[INFORMATION — start]

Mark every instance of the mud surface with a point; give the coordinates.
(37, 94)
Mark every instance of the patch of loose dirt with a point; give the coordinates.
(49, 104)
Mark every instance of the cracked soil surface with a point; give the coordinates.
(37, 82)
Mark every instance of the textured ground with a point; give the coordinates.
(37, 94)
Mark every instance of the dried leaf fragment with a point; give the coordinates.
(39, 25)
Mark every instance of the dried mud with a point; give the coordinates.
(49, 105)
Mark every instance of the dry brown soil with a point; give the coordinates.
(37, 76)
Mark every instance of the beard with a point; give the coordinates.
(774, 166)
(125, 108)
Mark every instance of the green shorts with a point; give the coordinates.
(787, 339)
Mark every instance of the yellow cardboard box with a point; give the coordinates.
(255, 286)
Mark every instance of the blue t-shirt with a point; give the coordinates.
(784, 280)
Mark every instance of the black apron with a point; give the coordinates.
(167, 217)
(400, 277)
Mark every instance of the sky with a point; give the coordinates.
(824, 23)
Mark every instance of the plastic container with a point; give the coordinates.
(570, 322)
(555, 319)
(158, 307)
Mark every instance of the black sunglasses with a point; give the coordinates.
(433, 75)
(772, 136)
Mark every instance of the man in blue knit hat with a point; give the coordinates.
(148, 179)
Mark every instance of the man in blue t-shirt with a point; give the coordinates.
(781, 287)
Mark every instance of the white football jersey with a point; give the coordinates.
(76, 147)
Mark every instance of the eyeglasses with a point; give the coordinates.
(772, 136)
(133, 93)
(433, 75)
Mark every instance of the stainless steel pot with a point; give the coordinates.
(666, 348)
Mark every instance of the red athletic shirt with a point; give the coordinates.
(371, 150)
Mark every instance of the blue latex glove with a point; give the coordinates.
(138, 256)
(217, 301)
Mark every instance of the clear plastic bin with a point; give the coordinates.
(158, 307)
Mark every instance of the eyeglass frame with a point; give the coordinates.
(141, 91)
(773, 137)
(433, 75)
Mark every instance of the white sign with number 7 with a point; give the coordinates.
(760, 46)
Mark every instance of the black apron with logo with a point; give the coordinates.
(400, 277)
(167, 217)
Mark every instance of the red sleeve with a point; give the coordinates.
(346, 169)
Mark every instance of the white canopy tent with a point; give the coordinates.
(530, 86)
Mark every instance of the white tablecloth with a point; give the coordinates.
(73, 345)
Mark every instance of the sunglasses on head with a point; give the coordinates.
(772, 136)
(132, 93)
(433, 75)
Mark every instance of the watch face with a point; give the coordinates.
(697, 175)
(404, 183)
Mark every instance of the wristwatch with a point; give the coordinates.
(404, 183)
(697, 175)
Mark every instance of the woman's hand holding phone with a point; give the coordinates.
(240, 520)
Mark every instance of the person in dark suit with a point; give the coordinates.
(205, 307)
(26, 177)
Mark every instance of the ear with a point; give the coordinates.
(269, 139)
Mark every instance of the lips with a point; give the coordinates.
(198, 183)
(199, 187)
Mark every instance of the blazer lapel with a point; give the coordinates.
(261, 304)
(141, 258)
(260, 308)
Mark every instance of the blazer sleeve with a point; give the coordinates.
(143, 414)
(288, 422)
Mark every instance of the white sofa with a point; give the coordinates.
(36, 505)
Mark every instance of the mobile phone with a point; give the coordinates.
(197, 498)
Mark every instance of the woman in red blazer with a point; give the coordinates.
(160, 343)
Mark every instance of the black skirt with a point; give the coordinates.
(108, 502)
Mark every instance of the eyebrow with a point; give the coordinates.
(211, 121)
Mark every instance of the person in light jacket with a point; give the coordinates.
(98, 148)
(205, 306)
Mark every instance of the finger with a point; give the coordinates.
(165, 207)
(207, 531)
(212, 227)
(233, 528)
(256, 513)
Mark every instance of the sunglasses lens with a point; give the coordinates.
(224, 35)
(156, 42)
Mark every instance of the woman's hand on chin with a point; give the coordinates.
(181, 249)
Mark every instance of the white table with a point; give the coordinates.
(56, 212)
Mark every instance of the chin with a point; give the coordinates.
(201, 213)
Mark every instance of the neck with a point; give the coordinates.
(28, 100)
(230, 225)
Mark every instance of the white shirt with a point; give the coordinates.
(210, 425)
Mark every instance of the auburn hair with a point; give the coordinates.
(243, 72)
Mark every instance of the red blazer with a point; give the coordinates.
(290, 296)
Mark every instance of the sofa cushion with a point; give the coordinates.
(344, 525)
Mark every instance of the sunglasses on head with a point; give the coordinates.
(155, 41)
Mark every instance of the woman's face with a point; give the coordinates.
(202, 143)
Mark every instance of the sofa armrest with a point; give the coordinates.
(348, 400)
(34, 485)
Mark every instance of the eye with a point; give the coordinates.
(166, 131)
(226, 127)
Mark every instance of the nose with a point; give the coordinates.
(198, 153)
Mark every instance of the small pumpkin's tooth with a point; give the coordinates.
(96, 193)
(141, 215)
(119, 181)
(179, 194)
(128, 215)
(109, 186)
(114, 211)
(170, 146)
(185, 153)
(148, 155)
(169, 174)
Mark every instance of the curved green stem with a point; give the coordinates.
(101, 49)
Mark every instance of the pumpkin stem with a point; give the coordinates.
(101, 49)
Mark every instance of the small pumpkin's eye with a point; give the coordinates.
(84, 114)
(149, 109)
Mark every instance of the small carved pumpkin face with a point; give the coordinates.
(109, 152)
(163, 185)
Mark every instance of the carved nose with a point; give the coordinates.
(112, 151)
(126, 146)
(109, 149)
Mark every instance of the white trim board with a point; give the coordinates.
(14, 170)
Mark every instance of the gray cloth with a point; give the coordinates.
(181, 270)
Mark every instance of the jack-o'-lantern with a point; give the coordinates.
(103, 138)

[INFORMATION — finish]

YOUR OBJECTIVE:
With the line that contains "Mark every instance of the eye with" as the start, output every line through the end of the entries exactly. Add no other lines.

EXERCISE RESULT:
Mark every instance of the eye with a point; give the coordinates.
(166, 131)
(226, 127)
Mark every instance of the nose with a point; give the coordinates.
(198, 153)
Mark every instance of the small pumpkin's tooth with a point; give the coordinates.
(96, 193)
(141, 215)
(119, 181)
(179, 194)
(128, 215)
(109, 186)
(114, 211)
(170, 146)
(185, 153)
(148, 155)
(169, 174)
Mark every instance of the curved green stem with a point; give the coordinates.
(101, 49)
Mark every instance of the pumpkin stem with a point; give the coordinates.
(101, 49)
Mark every instance of the small pumpkin's eye with a point; give the coordinates.
(84, 114)
(149, 109)
Mark every instance of the small carved pumpkin face with a point; give the coordinates.
(109, 152)
(163, 185)
Mark every instance of the carved nose with a point; give the coordinates.
(112, 151)
(126, 146)
(109, 149)
Mark every instance of the white trim board with a point; give the coordinates.
(14, 170)
Mark every instance of the gray cloth with a point; give the coordinates.
(181, 270)
Mark every instance of the jack-o'-lantern with a point; give the coordinates.
(103, 138)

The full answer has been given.